(Box-labeled dataset extracts)
---+---

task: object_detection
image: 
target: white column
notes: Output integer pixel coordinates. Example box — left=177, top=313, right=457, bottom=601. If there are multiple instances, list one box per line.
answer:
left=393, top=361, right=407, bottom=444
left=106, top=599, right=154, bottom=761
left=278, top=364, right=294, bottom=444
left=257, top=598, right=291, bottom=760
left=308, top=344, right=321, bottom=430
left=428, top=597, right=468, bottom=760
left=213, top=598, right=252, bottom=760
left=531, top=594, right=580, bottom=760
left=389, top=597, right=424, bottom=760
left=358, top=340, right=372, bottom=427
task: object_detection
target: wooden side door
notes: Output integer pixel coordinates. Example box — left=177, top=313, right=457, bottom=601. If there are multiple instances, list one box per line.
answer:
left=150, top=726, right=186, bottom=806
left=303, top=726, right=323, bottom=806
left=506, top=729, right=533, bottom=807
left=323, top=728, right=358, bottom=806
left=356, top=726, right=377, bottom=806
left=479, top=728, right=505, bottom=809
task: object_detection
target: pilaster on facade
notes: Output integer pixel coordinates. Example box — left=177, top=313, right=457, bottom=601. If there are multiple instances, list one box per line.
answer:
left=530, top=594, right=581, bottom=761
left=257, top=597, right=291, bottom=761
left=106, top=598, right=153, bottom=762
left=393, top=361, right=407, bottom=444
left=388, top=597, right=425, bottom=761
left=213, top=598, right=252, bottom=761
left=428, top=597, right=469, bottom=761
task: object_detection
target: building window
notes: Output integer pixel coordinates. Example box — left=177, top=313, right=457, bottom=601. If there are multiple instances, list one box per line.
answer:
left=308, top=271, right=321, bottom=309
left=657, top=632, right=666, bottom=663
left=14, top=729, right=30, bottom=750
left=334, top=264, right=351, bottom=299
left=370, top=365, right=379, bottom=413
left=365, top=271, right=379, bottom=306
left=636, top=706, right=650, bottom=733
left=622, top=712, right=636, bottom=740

---+---

> [STATED EXERCISE]: Reproduce every line of the records above as a numbered list, omitting any blank lines.

> [SOLVED EXERCISE]:
1. task: object_detection
2. image: 
3. target: white column
4. notes: Output integer pixel coordinates. Example box — left=177, top=313, right=457, bottom=601. If there are multiple instances, list one box per line.
5. answer:
6. left=393, top=361, right=407, bottom=444
7. left=106, top=599, right=154, bottom=761
8. left=278, top=364, right=294, bottom=444
9. left=257, top=598, right=291, bottom=760
10. left=308, top=344, right=321, bottom=430
11. left=428, top=597, right=468, bottom=760
12. left=213, top=598, right=252, bottom=760
13. left=531, top=594, right=580, bottom=760
14. left=389, top=597, right=424, bottom=760
15. left=358, top=340, right=372, bottom=427
16. task: object_detection
17. target: wooden side door
18. notes: Output integer pixel coordinates. Example box — left=177, top=313, right=457, bottom=601. If there are multiple instances, list one box per line.
19. answer:
20. left=150, top=726, right=186, bottom=806
21. left=303, top=726, right=323, bottom=806
22. left=506, top=729, right=533, bottom=807
23. left=323, top=728, right=358, bottom=806
24. left=356, top=726, right=377, bottom=806
25. left=479, top=728, right=505, bottom=809
26. task: object_detection
27. target: pilaster on facade
28. notes: Output integer pixel coordinates. Example box — left=177, top=313, right=457, bottom=601. If there are multiple instances, list one box per line.
29. answer:
30. left=530, top=594, right=581, bottom=761
31. left=257, top=597, right=291, bottom=761
32. left=106, top=598, right=153, bottom=762
33. left=393, top=361, right=407, bottom=444
34. left=388, top=597, right=425, bottom=761
35. left=213, top=598, right=252, bottom=761
36. left=428, top=597, right=469, bottom=761
37. task: object_detection
38. target: building window
39. notes: Output integer pixel coordinates. Example box — left=177, top=313, right=457, bottom=601. If there are multiple instances, list one box per line.
40. answer:
41. left=308, top=271, right=321, bottom=309
42. left=657, top=632, right=666, bottom=663
43. left=14, top=729, right=30, bottom=750
44. left=334, top=264, right=351, bottom=299
45. left=370, top=365, right=379, bottom=413
46. left=365, top=271, right=379, bottom=306
47. left=636, top=706, right=650, bottom=733
48. left=622, top=712, right=636, bottom=740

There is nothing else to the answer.